§ **Extract to read**:
════
Both methods work well, and new builders have gotten better with subqueries. 

Aim to optimize clarity - what makes the intention clear in the query?

  

If there is a performance difference, note it.

\_\_\_\_\_\_\_\_\_\_\_\_\_\_\_\_\_\_\_\_\_\_\_\_\_\_\_\_\_\_\_\_\_\_\_\_\_\_\_\_\_\_\_

**PARTITIONING**

**Horizontal Partitioning** 

- Large tables can be difficult to query efficiently
- Split tables by rows into partitions
- Treat each partition as a table

Benefits to Horizontal Paritions

- Limits the scans to the subset of partitions
- Local indexes can be created for each partition
- Efficient adding and deleting

Where used:

1. Data Warehouses
2. Parition on time
3. Query on Time
4. Delete by time
5. Timeseries
6. Most likely to query the latest data
7. Summarize data in older partitions
8. Naturally partition data
9. Retailer by geography
10. Data science, by product category

**Vertical Partitioning**

- Implement as separate tables
- No partitioning-specific definitions are required
- Separates columns into multiple tables
- Keep frequently queried columns together
- Use the same primary key in all tables

Benefits

- Increases the number of rows in each block
- Global indexes for each partition
- Can reduce I/O
- Columnar data storage offers similar benefits

Where Used?
════
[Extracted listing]

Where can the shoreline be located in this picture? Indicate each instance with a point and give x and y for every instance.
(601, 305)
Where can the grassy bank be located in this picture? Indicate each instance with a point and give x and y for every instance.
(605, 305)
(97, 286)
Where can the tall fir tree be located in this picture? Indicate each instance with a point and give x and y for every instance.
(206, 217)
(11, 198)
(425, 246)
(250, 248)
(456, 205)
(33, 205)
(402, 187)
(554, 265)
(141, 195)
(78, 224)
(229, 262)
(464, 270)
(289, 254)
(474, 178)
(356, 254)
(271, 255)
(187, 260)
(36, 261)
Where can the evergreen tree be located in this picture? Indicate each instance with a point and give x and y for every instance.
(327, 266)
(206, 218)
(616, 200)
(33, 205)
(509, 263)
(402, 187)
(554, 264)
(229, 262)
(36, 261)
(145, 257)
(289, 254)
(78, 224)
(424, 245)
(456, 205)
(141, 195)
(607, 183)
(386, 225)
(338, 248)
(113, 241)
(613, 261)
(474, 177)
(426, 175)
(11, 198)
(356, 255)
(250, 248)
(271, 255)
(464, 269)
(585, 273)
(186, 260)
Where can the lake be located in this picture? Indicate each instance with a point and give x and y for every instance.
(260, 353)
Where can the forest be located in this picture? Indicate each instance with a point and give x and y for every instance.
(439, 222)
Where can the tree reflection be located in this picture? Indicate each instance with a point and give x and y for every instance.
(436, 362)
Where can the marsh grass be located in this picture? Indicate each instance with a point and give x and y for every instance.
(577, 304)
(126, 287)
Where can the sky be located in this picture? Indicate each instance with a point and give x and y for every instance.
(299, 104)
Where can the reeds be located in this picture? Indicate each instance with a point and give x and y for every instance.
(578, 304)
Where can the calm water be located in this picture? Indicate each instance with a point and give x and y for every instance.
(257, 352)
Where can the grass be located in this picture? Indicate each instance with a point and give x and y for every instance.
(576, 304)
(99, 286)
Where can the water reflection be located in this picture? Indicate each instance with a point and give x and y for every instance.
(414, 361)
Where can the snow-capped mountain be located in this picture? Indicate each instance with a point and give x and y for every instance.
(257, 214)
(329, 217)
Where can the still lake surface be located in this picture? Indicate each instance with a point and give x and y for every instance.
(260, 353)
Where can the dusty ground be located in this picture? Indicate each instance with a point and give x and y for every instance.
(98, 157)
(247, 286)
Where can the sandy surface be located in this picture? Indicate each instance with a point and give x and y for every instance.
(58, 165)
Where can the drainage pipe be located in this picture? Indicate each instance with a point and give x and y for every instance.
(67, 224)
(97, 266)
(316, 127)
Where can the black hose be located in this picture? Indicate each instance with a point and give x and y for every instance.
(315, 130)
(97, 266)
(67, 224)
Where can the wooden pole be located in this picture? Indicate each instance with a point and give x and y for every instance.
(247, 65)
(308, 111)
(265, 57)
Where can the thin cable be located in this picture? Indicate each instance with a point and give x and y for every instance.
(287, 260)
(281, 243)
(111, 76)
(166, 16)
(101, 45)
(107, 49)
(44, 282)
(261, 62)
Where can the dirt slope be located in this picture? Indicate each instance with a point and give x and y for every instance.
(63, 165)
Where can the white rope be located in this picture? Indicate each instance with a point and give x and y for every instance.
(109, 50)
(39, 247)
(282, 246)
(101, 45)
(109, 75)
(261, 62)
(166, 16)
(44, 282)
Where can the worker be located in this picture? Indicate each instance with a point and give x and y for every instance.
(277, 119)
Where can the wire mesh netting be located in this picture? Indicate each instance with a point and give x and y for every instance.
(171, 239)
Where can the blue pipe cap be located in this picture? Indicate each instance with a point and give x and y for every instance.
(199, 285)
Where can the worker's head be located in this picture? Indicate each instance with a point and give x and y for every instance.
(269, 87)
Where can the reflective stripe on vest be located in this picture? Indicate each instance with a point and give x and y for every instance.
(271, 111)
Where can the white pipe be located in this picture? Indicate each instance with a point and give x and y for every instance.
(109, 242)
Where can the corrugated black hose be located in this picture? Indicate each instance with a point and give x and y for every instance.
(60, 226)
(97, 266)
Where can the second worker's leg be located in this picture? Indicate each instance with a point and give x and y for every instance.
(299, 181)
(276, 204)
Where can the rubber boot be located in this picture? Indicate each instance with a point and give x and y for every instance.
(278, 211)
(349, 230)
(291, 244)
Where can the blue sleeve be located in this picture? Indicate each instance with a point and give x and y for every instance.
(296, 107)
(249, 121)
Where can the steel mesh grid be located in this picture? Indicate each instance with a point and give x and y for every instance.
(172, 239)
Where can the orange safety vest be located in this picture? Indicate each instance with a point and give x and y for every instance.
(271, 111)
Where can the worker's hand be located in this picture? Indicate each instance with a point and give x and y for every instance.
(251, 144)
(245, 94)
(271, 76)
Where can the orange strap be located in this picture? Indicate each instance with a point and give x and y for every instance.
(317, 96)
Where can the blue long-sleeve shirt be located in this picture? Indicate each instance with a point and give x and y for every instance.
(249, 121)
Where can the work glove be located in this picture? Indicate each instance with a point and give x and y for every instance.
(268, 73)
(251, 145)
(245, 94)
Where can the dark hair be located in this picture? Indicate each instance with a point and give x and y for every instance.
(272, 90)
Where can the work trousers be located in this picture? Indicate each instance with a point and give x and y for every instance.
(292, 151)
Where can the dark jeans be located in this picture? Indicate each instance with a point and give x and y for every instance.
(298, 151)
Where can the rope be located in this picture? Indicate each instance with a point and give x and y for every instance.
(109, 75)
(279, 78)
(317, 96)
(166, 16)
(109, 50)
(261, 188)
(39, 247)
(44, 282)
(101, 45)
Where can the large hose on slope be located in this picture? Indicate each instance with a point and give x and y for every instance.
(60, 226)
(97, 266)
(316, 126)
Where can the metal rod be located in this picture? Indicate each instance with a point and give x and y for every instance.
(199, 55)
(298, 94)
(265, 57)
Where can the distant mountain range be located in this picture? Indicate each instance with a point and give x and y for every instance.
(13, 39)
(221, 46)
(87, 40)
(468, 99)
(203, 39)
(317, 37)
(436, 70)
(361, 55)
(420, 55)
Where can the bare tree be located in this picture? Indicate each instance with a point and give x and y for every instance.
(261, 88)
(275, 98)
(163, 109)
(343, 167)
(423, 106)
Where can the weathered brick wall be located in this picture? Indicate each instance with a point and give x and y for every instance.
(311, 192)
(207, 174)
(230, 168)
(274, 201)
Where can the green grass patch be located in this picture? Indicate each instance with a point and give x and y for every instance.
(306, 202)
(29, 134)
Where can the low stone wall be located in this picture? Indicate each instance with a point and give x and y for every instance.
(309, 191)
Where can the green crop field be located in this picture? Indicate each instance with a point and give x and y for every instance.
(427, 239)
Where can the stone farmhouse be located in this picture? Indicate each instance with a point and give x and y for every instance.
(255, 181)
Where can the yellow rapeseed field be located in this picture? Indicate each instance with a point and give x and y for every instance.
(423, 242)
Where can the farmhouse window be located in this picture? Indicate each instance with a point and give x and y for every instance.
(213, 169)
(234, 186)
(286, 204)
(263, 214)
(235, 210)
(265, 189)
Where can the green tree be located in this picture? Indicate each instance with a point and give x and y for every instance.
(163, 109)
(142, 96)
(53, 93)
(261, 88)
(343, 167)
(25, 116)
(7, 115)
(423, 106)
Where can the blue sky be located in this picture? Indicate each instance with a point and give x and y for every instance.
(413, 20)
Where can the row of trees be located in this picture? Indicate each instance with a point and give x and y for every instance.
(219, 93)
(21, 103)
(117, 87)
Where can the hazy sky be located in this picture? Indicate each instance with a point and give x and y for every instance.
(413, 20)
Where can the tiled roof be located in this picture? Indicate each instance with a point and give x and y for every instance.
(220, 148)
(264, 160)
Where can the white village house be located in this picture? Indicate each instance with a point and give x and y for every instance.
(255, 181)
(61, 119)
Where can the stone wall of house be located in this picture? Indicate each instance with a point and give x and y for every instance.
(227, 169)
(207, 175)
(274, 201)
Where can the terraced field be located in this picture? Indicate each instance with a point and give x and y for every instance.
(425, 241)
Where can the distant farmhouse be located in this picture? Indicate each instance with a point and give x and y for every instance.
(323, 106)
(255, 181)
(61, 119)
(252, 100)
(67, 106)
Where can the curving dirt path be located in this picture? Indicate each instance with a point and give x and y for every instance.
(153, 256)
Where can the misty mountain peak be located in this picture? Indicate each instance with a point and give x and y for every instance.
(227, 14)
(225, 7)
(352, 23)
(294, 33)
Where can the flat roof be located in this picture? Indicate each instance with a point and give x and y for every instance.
════
§ **Set tasks**:
• a. Using the notes on partitioning, decide whether each statement agrees with them, and support each yes or no with the deciding words quoted from the notes: (i) horizontal partitioning splits tables by columns; (ii) vertical partitioning uses the same primary key in all tables; (iii) vertical partitioning requires partitioning-specific definitions.
• b. Scale the coordinates in the listing by 2.05. Take the lines from the one containing "Where can the row" through the end of the listing, both ends included, and write those lines out again with their requests. Round each product to a whole number, with halves rounded up.
The listing bears no relation to the partitioning notes.

§ **Answers below**:
• a.
(i) No: "Split tables by rows into partitions"
(ii) Yes: "Use the same primary key in all tables"
(iii) No: "No partitioning-specific definitions are required"

• b.
Where can the row of trees be located in this picture? Indicate each instance with a point and give x and y for every instance.
(449, 191)
(43, 211)
(240, 178)
Where can the hazy sky be located in this picture? Indicate each instance with a point and give x and y for every instance.
(847, 41)
Where can the tiled roof be located in this picture? Indicate each instance with a point and give x and y for every instance.
(451, 303)
(541, 328)
Where can the white village house be located in this picture? Indicate each instance with a point and give x and y for every instance.
(523, 371)
(125, 244)
Where can the stone wall of house be located in this picture? Indicate each instance with a point and give x and y for every instance.
(465, 346)
(424, 359)
(562, 412)
Where can the terraced field be located in this picture? Indicate each instance with a point and give x and y for every instance.
(871, 494)
Where can the distant farmhouse be located in this picture? Indicate each instance with a point and give x and y for every instance.
(662, 217)
(523, 371)
(125, 244)
(517, 205)
(137, 217)
Where can the curving dirt path be located in this picture? Indicate each instance with a point and give x and y for every instance.
(314, 525)
Where can the misty mountain peak be located in this picture? Indicate each instance with a point and give x and y for every instance.
(465, 29)
(461, 14)
(722, 47)
(603, 68)
Where can the flat roof be located in this picture? Indicate each instance with a point and give x and y for every instance.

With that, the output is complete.